>> Start SUPPLIED ENTRIES

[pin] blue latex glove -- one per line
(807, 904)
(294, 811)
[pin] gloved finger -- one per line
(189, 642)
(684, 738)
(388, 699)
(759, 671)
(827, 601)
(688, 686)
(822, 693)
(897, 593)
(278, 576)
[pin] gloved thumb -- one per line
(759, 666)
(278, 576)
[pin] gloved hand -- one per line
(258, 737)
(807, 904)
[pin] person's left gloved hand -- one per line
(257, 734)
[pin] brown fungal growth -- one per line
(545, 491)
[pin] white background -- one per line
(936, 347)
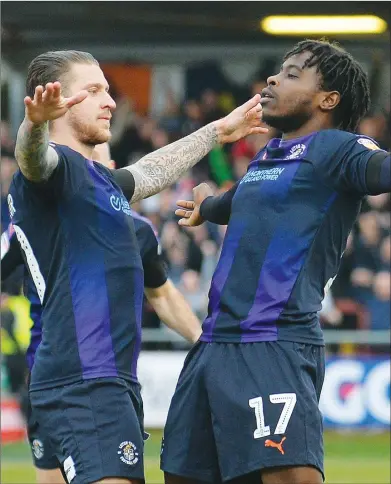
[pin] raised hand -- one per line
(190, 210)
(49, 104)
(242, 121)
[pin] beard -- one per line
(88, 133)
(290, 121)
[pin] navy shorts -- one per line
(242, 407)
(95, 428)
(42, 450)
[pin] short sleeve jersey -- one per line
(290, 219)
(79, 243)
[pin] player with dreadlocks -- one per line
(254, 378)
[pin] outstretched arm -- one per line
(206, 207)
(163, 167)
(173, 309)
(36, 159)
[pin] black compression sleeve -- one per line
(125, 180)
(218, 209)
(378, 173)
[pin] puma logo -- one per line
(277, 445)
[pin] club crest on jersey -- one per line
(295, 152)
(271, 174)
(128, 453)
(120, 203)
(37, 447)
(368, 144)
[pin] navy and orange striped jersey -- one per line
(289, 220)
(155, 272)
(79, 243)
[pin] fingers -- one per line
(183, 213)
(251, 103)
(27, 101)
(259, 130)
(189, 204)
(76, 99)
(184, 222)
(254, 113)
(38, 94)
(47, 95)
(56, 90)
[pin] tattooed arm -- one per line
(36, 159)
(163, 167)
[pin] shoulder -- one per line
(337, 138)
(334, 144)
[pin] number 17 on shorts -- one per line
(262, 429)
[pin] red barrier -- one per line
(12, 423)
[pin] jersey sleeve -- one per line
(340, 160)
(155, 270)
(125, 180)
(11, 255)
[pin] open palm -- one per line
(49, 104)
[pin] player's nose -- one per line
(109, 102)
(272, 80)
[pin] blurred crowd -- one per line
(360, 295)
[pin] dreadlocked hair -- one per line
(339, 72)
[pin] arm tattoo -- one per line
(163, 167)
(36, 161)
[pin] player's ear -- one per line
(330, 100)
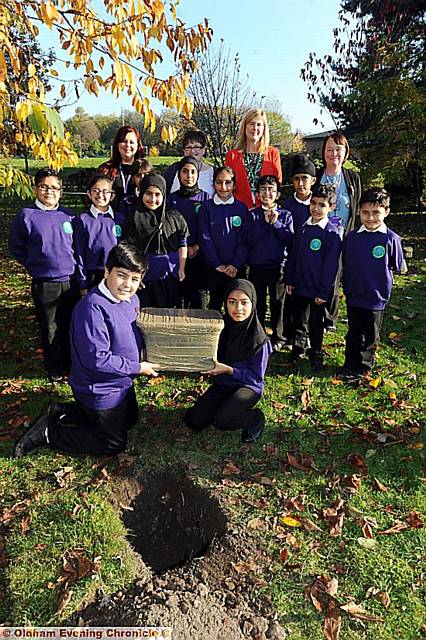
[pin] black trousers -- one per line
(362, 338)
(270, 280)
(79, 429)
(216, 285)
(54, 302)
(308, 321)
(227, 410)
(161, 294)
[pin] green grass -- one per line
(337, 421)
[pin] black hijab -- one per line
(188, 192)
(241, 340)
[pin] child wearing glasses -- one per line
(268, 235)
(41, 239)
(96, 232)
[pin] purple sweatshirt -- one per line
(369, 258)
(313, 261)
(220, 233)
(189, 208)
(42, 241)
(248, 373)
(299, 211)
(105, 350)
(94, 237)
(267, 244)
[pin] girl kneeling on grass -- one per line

>> End SUPPLIED ENTRIES
>> Start SUPPLIED ENTRIES

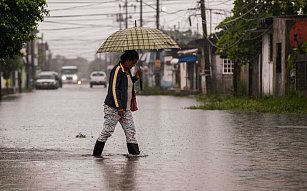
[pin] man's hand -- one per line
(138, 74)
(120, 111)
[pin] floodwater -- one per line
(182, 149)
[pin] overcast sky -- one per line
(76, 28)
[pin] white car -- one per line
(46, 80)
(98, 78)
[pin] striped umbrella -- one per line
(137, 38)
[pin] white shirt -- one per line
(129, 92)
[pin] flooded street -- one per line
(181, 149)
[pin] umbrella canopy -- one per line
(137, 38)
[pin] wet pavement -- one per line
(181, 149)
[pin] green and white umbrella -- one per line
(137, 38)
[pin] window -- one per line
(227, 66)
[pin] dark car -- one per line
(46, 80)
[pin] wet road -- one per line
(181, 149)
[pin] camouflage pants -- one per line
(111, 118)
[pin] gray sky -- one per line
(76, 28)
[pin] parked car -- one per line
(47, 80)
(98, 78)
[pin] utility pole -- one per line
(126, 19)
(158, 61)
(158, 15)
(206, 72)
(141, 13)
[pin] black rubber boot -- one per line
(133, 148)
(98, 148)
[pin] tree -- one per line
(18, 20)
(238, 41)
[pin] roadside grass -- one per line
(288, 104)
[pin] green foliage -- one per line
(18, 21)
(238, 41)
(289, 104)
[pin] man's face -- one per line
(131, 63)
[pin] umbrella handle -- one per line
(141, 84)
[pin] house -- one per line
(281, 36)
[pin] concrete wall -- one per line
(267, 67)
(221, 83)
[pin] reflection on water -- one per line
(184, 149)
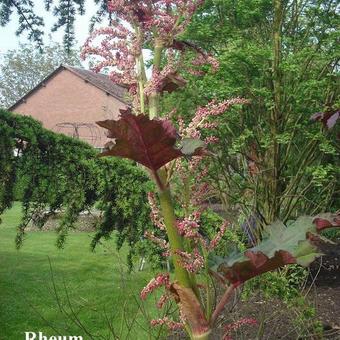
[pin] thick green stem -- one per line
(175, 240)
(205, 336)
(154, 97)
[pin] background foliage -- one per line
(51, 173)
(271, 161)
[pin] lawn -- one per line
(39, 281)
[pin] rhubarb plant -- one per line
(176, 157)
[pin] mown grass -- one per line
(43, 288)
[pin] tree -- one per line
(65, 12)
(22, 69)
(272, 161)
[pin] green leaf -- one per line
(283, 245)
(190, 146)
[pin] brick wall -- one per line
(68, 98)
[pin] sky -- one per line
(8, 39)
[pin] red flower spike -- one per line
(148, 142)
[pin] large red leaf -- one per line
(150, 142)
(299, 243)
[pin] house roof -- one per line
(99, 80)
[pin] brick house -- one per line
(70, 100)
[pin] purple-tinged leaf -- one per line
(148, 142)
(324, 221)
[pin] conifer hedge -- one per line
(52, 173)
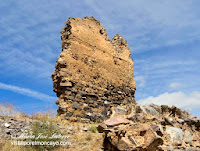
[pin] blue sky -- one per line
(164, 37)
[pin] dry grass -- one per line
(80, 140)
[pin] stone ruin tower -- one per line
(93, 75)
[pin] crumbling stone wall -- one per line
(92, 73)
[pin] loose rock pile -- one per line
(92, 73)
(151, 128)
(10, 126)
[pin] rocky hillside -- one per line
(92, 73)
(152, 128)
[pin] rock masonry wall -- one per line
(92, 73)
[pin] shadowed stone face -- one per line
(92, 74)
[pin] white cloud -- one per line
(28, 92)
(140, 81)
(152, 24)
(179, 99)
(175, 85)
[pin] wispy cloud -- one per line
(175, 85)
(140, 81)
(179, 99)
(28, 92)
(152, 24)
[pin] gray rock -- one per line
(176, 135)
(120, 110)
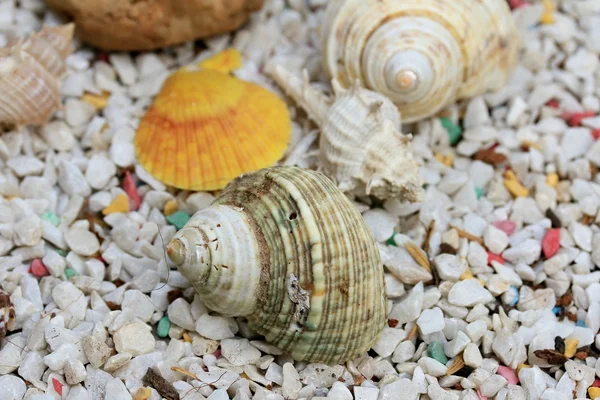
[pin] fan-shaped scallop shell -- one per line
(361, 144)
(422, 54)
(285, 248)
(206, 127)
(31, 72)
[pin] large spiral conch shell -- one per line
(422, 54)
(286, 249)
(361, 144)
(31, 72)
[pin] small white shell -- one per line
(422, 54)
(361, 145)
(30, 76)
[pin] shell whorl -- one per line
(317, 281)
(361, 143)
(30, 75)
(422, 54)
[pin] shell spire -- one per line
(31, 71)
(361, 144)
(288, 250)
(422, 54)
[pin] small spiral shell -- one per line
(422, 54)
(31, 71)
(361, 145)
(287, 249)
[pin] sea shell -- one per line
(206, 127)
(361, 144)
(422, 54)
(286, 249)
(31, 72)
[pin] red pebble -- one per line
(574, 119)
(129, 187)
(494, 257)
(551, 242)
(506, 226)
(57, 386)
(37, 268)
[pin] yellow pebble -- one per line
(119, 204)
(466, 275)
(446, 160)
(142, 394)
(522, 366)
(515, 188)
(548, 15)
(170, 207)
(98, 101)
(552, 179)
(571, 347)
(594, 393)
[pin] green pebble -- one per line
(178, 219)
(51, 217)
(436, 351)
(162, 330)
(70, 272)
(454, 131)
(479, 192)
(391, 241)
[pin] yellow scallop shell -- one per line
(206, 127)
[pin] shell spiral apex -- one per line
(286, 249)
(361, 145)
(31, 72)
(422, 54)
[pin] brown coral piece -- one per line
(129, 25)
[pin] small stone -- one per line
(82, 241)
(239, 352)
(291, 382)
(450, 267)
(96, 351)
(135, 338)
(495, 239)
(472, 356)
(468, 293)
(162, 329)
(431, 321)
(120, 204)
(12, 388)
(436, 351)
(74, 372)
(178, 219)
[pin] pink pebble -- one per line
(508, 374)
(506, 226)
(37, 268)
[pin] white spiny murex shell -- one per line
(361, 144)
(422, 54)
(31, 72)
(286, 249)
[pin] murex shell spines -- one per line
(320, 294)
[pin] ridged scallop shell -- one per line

>> End SUPPLIED ENTRIES
>> Start SUPPLIED ENTRIES

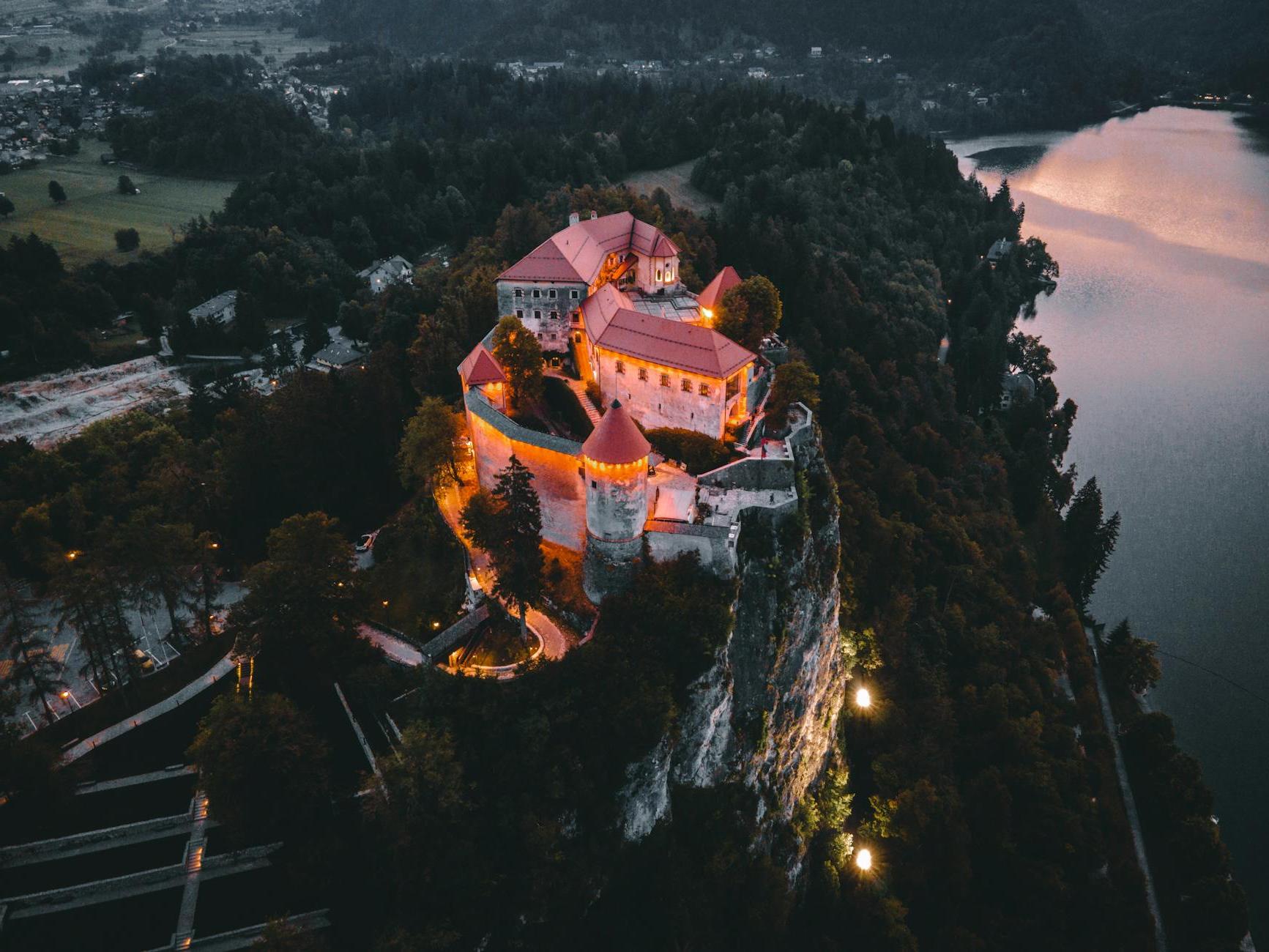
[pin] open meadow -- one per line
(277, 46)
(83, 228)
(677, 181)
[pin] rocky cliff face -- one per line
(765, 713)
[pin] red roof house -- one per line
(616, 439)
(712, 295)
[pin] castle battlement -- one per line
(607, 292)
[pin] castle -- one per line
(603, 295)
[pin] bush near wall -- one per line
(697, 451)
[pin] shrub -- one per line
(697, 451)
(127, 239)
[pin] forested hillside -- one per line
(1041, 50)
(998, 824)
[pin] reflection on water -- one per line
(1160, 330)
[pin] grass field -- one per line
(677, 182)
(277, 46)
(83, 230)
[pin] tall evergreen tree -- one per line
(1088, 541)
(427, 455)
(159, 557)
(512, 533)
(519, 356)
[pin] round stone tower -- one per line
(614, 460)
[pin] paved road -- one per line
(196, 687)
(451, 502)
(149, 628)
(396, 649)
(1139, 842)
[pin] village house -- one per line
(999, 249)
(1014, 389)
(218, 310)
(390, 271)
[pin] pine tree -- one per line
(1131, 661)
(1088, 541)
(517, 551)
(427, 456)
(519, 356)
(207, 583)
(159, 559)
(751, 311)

>> End SUPPLIED ENTRIES

WHAT YOU SHOULD DO: Which lines in the entries above contain the word "face"? Pick out each of them and copy it.

WRITTEN RESPONSE:
[pin] man's face -- one per line
[pin] shadowed stone face -- one per line
[pin] rocky cliff face -- one per line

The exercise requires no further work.